··· Texte

1.   Xie Lingyun (谢灵运 385-433), descendant d’une illustre famille dont la vie a été marquée en 420 par la chute de la dynastie des Jin (qui avaient brièvement réunifié l’empire à la fin de la période des Royaumes combattants).

 

 

Xie Lingyun, inventeur du poème de paysage à Yongjia

 

 

Après avoir servi le gouvernement des Liu-Song (刘宋朝) de 420 à 422,  Xie Lingyun est envoyé en poste dans le petit port de Yongjia (永嘉), aujourd’hui Wenzhou, dans le sud du Zhejiang. Au bout d’un an, cependant, il démissionne et se retire sur le domaine familial dans ce qui est aujourd’hui Shangyu (上虞) dans le nord-est du Zhejiang. Il fait là de longues expéditions en montagne. C’est la source d’un nouveau genre poétique, la poésie de paysage (shanshui shi 山水诗), poèmes qui ont le paysage pour thème principal, et non seulement pour cadre ; sous les Tang, ils auraient inspiré ceux de Meng Haoran (孟浩然) et de Wang Wei (王维), retiré de même sur son domaine familial.  

 

Mais Xie Lingyun est rappelé à la capitale à la faveur de nouveaux changements politiques. En 431, il est exilé dans le Jiangxi actuel, puis à Canton où il sera décapité en 433 sous une charge fallacieuse. Son dernier poème sera pour regretter ne pas pouvoir mourir sur l’une de ses montagnes préférées.

······
··· Données fournies

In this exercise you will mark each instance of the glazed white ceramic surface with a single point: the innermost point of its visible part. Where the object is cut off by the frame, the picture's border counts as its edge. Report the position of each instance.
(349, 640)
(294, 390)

······

Rédigez la suite du texte sur Xie Lingyun en reprenant après sa dernière phrase.

Résultat attendu
Le poème représentatif de cette nouvelle poésie de paysage de Xie Lingyun, cité par Haun Saussy, est « En montant sur la tour au-dessus de l’étang » (《登池上楼》) qui date de 423. Il dépeint les sentiments du poète montant admirer le paysage après avoir rejeté ses couvertures, après avoir été malade.

 

Par la suite, l’exil change de nature : il devient mesure administrative de punition, traduisant le plus souvent le résultat d’un conflit et le désir de mettre à l’écart un personnage trop critique du pouvoir et de sa politique. Le poème devient mode narratif pour rendre compte des difficultés du voyage, mais aussi de l’expérience vécue.

 

2.   C’est le cas de Shen Quanqi (沈佺期 650-729), deux siècles plus tard, dont la faute était d’avoir été le protégé d’un proche de l’impératrice Wu Zetian, Zhang Yizhi (易之), exécuté à la chute de l’impératrice, en 705. Shen Quanqi fut accusé de corruption et envoyé en exil dans le sud, dans ce qui est aujourd’hui Vinh, au Vietnam.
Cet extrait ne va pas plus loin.